It is crucial for the Republicans to resolve this predicament -- the tension between its two key factions. If it fails to do so the party will end up paralyzed by what psychologists call “learned helplessness.”

There is a straightforward resolution. The GOP thrives when, and only when, it is able to persuade its conservative and libertarian factions to collaborate. When the GOP has thrived in modern times it has been thanks to a doctrine called fusionism, formulated by the great Frank Meyer, described by E.J. Dionne as “utilizing libertarian means in a conservative society for traditionalist ends.”

For the GOP to seek to distance itself from its activist base makes as little political sense as would the Democratic Party ejecting, or marginalizing, its progressive base. Alienating oneself from one's base is a recipe for political suicide. The suicidal implications, apparently, are not self-evident to many low-information GOP donors.

TASK DETAILS: Update the part of the passage on the Republican Party's factions that opens with "For the GOP" and closes with "low-information GOP donors.", changing "political suicide" to "electoral suicide". The records were drawn from a separate source, not from the passage.

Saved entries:
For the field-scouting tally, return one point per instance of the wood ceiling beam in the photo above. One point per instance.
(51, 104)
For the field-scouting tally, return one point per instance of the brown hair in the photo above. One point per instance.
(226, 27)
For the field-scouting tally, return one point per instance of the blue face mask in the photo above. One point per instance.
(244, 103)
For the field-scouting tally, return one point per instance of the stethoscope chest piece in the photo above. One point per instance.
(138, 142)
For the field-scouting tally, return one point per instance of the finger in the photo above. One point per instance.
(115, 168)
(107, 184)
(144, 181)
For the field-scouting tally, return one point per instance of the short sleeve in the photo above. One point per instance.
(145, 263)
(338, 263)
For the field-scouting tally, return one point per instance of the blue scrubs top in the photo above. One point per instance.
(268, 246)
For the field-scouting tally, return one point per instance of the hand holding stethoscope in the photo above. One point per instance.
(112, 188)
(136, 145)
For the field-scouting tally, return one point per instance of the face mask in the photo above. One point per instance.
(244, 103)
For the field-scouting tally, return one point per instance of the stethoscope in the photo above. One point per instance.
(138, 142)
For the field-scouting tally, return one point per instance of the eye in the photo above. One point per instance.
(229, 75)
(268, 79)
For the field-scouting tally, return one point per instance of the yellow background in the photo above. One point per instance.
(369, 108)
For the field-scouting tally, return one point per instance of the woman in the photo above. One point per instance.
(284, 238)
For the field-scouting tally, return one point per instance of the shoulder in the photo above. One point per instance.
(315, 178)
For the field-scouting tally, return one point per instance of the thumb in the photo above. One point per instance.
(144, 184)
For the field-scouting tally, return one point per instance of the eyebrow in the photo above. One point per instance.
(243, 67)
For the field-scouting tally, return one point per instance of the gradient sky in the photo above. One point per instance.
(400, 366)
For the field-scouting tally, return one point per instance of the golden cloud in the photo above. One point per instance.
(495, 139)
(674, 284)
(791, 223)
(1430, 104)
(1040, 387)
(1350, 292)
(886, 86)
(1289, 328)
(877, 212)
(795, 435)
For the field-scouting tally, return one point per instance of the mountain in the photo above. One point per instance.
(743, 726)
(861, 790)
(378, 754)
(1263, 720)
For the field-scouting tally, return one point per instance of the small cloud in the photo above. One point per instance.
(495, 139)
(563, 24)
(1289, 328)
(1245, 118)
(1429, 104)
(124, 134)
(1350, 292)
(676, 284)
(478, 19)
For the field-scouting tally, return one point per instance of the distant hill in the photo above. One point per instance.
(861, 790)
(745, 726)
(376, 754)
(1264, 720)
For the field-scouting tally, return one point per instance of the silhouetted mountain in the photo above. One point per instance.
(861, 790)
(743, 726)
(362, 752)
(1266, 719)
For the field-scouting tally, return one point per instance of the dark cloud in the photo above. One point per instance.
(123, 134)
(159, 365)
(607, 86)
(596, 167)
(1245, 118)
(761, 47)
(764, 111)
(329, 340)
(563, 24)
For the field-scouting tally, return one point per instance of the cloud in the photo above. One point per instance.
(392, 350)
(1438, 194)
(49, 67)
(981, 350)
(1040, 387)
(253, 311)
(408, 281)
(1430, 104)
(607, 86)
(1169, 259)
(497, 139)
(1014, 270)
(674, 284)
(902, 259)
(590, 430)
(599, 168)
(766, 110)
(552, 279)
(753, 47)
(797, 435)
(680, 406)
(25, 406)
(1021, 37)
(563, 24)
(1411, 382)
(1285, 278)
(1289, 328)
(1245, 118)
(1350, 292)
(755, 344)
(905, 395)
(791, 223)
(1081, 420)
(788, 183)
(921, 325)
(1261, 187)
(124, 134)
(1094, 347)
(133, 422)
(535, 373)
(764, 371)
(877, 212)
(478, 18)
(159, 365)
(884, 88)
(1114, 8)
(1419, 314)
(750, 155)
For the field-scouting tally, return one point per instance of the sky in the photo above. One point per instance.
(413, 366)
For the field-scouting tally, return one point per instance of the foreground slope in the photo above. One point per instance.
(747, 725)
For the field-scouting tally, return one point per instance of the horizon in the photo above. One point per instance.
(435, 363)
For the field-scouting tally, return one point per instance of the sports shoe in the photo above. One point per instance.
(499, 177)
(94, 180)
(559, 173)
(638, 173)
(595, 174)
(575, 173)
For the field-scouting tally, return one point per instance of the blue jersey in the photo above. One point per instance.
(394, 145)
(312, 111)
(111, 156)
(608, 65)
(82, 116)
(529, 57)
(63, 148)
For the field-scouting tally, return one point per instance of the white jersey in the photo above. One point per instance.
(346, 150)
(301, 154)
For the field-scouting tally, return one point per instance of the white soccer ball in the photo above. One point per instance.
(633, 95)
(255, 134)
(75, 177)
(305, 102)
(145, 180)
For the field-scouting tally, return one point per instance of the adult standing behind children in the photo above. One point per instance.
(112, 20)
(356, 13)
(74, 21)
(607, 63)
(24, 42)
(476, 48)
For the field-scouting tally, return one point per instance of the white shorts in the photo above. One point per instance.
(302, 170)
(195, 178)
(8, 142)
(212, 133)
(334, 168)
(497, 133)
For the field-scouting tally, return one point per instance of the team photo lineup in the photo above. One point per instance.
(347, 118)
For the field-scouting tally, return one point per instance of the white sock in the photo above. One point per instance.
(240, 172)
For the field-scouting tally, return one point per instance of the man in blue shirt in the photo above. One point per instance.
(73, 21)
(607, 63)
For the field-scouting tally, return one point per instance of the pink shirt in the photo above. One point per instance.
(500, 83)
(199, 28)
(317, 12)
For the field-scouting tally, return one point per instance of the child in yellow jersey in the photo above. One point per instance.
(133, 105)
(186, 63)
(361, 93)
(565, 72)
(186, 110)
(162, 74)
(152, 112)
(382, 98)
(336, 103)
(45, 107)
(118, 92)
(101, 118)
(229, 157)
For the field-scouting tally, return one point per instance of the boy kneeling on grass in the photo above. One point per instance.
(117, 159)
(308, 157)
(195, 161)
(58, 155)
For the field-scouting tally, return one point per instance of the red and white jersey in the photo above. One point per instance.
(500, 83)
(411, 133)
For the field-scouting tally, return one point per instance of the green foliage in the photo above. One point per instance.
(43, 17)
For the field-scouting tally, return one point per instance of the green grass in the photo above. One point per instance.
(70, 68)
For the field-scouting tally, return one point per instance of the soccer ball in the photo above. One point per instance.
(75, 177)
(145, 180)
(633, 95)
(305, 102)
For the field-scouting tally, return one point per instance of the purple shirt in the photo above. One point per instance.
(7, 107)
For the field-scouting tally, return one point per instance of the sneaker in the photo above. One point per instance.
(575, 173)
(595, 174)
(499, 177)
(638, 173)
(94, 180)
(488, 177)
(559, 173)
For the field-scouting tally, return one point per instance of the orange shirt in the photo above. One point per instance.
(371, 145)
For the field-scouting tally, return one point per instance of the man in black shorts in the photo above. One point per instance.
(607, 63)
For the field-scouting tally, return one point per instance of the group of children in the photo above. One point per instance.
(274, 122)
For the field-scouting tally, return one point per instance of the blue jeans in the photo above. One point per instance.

TASK RESULT:
For the GOP to seek to distance itself from its activist base makes as little political sense as would the Democratic Party ejecting, or marginalizing, its progressive base. Alienating oneself from one's base is a recipe for electoral suicide. The suicidal implications, apparently, are not self-evident to many low-information GOP donors.